Try it | Could you repeat every line below exactly, skipping the images?

##### Records for processing #####

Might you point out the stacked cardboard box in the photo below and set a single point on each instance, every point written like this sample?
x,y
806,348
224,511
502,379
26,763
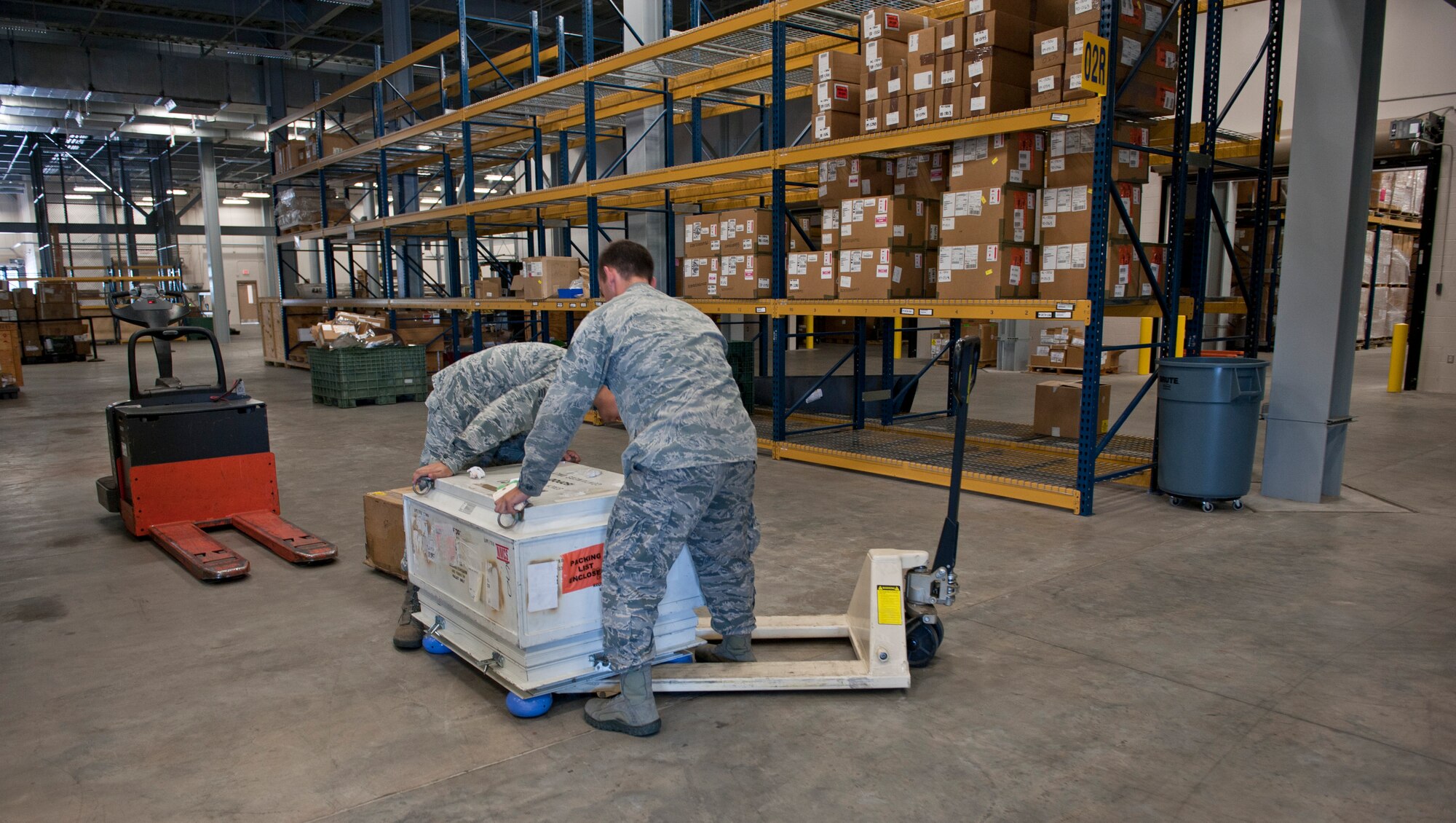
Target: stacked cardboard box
x,y
989,218
1065,349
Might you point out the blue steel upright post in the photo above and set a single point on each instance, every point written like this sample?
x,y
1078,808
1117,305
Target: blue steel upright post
x,y
1088,429
780,241
1203,209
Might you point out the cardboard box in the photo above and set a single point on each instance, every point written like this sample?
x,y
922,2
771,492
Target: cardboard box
x,y
946,106
1049,49
490,289
701,237
919,176
1046,87
1058,412
746,231
933,72
1000,28
835,126
1071,155
991,98
922,43
844,66
979,162
985,272
700,277
880,53
995,65
1152,97
745,277
854,177
950,36
810,276
885,82
1046,12
882,222
836,95
829,228
892,24
1067,215
877,275
541,277
992,215
1064,272
385,531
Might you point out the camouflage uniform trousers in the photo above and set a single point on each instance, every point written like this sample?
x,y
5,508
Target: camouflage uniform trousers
x,y
659,511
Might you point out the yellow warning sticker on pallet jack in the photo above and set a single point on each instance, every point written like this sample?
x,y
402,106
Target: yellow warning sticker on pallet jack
x,y
889,608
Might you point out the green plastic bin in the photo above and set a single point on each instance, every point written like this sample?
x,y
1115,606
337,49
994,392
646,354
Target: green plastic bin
x,y
382,375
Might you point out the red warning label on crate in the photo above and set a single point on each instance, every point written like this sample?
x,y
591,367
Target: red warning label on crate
x,y
582,569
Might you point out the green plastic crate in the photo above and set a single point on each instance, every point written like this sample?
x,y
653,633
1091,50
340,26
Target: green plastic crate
x,y
742,363
382,375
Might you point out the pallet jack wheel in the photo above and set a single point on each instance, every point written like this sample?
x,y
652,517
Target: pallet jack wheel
x,y
922,642
528,707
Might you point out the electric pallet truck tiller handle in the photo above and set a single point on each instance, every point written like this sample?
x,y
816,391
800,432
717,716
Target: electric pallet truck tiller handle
x,y
966,356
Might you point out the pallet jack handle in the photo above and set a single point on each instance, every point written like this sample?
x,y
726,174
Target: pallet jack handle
x,y
966,356
162,343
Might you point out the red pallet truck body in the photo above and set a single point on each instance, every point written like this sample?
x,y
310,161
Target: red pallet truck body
x,y
193,458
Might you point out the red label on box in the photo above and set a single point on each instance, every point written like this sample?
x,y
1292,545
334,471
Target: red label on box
x,y
582,569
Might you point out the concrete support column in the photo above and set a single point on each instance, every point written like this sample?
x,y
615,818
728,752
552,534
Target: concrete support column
x,y
646,18
1324,243
213,231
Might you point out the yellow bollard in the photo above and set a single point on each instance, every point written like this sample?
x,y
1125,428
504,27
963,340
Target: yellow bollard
x,y
1145,356
1397,381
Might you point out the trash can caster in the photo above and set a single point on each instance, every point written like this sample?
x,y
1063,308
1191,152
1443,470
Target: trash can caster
x,y
1208,428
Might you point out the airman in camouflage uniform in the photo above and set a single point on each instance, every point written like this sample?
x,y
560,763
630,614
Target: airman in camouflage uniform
x,y
480,413
689,471
484,406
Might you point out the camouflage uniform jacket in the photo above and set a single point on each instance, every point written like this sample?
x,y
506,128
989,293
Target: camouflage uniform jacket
x,y
486,401
668,365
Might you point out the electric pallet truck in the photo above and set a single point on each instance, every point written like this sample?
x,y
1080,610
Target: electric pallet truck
x,y
193,458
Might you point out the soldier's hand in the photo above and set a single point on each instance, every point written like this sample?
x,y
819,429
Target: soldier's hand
x,y
512,502
433,471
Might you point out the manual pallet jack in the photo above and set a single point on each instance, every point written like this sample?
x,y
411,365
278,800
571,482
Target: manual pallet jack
x,y
892,621
193,458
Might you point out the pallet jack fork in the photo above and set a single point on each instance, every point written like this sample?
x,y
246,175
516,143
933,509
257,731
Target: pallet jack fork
x,y
193,458
892,620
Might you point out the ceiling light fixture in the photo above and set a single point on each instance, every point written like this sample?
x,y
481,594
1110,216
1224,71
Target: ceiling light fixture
x,y
258,52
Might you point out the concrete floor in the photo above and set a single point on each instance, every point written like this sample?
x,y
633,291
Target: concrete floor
x,y
1147,663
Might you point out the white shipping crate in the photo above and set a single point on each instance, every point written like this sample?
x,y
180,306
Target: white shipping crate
x,y
523,604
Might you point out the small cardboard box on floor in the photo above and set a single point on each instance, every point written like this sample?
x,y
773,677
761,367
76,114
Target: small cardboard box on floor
x,y
385,531
1058,410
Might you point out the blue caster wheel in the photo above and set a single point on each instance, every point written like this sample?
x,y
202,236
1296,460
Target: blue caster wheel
x,y
528,707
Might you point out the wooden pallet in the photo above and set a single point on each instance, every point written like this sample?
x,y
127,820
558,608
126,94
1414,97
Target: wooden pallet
x,y
381,401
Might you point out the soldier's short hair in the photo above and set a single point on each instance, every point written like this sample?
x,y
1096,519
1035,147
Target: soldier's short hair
x,y
631,260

#####

Your response |
Might you point out the stacked cardboard box in the photo below and set a single point on each instance, every point written like this sample?
x,y
806,348
224,511
502,379
26,763
Target: stacked cardboard box
x,y
989,218
1065,349
Might you point out the blue steel upright post in the photo above and set a single point on each instance, every point written like this sample?
x,y
1078,808
1117,305
Target: blue steel upright post
x,y
1088,429
780,241
1203,209
Might you point out the cardboard box in the photo above and set a single point on each instance, every point written like this sample?
x,y
922,2
771,492
Target: cardboard box
x,y
946,106
1049,49
490,289
701,237
919,176
1046,87
1058,412
746,231
933,72
1000,28
835,126
1071,155
991,98
922,43
844,66
979,162
985,272
700,277
880,53
995,65
1152,97
745,277
854,177
950,36
810,276
885,82
1046,12
882,222
836,95
829,228
892,24
1067,215
877,275
541,277
992,215
1064,272
385,531
Might you point out the camouflage uniform trousers in the photo above and set a single point on each instance, every point written like this sample?
x,y
5,508
Target: camouflage uniform trousers
x,y
659,511
Might you point out the yellow warning sticker on pallet jack in the photo above and set a single point on each instance, every point written like this sample?
x,y
402,106
Target: yellow warning sticker on pallet jack
x,y
889,608
Might you point out the green plastic bin in the photo above and set a single point on each instance, every point written like this sample?
x,y
1115,606
337,49
994,392
646,354
Target: green plastic bin
x,y
382,375
Might you point out the red warning label on crate in the photo above and set a single point on each instance, every point written like this sample?
x,y
591,367
Target: red warning label on crate
x,y
582,569
Might you point out the green plastic crate in the photo above and set a single point on each instance, every point written like this sample?
x,y
653,633
1091,50
340,26
Target: green plastic crate
x,y
742,363
382,375
Might you point out the pallet jack wheel in the photo above and set a single point on each instance, every point written like this sample?
x,y
652,517
Target: pallet jack wheel
x,y
922,642
528,707
Might you point out the electric pallet truck tiller handle in the photo above and set a single point on each instance, every point written like this sample?
x,y
816,391
800,432
717,716
Target: electric pallet truck tiller handle
x,y
966,356
Might you point out the pallet jack handle in the photo above and set a single point on each instance, every point written like this sample?
x,y
726,174
Target: pallet jack handle
x,y
966,356
162,343
Might you point out the red pallet truck body in the photo above and set a single point on each instance, every point written like this sample?
x,y
310,161
Target: red pallet truck body
x,y
193,458
Might you point out the red label on box in the photo above and set a single point on each instance, every point written like this sample?
x,y
1292,545
334,471
Target: red label on box
x,y
582,569
Might you point out the concrete support column in the photo above and set a single point on each instance, every point written like this sample?
x,y
615,818
728,752
552,534
Target: concrete support column
x,y
646,18
1324,243
213,231
Might you point out the yellow bollard in the photo above and set a single point on each instance, every point written like this sample?
x,y
1125,428
504,27
963,340
Target: yellow bollard
x,y
1145,356
1397,381
Might you point out the trash can caster in the photo above and set a single point on each instance, every point written like this sample?
x,y
1063,308
1191,152
1443,470
Target: trash can caster
x,y
1208,428
Might you point out the airman in camouflage uniform in the photo above and set a single point on each instance, every point written like this sample?
x,y
560,763
630,614
Target: airman in camouflage uniform
x,y
480,413
689,471
484,406
Might you point out the camouflage uniform jacket in the photo above and set a single point on each instance, every point written like this sample?
x,y
506,128
989,293
Target: camouflage uniform jacket
x,y
486,401
668,365
Might you point out the electric pallet truck in the photo above and set a single point on each instance, every point written like this sample?
x,y
1080,610
Target: electric pallet truck
x,y
193,458
Might you point out the soldier's hand in the photo above and set a single point on each instance, every point written like this sample?
x,y
819,429
Target: soldier's hand
x,y
512,502
433,471
Might you point out the manual pallet jack in the photo above and set a single point on each instance, every point written like this sample?
x,y
411,365
278,800
571,482
Target: manual pallet jack
x,y
892,621
193,458
Might you point out the pallet jack fork in the photo above and set a single point on each instance, every point written like this sample?
x,y
246,175
516,143
933,509
257,731
Target: pallet jack fork
x,y
193,458
892,620
Might you point out the ceiling light fixture in the photo above and set a single point on each instance, every point written like this sample?
x,y
481,594
1110,216
1224,71
Target: ceiling light fixture
x,y
258,52
Might you point out the concrete floor in the photo above and set a single point on each instance, every point written like this sample?
x,y
633,291
Target: concrete floor
x,y
1147,663
Might you point out the white shipping crate in the photo above and set a single point on each instance, every point written like this sample?
x,y
180,306
Target: white shipping crate
x,y
523,604
Might you point out the small cardboard box on floor in the photo above and set a single point on each instance, every point written like this sample?
x,y
773,677
761,367
76,114
Target: small cardboard box on floor
x,y
385,531
1058,410
Might you point out the blue caster wheel in the photo above and set a single point on each instance, every point written like this sample?
x,y
202,236
1296,460
Target: blue caster wheel
x,y
528,707
Might you point out the wooden pallet in the photo above and set a single point on each instance, every point written like this sample?
x,y
127,820
558,608
126,94
1414,97
Target: wooden pallet
x,y
381,401
Might you point out the soldier's short hair in the photo above and set a single point on each instance, every point written like this sample?
x,y
1096,519
1035,147
Target: soldier's short hair
x,y
631,260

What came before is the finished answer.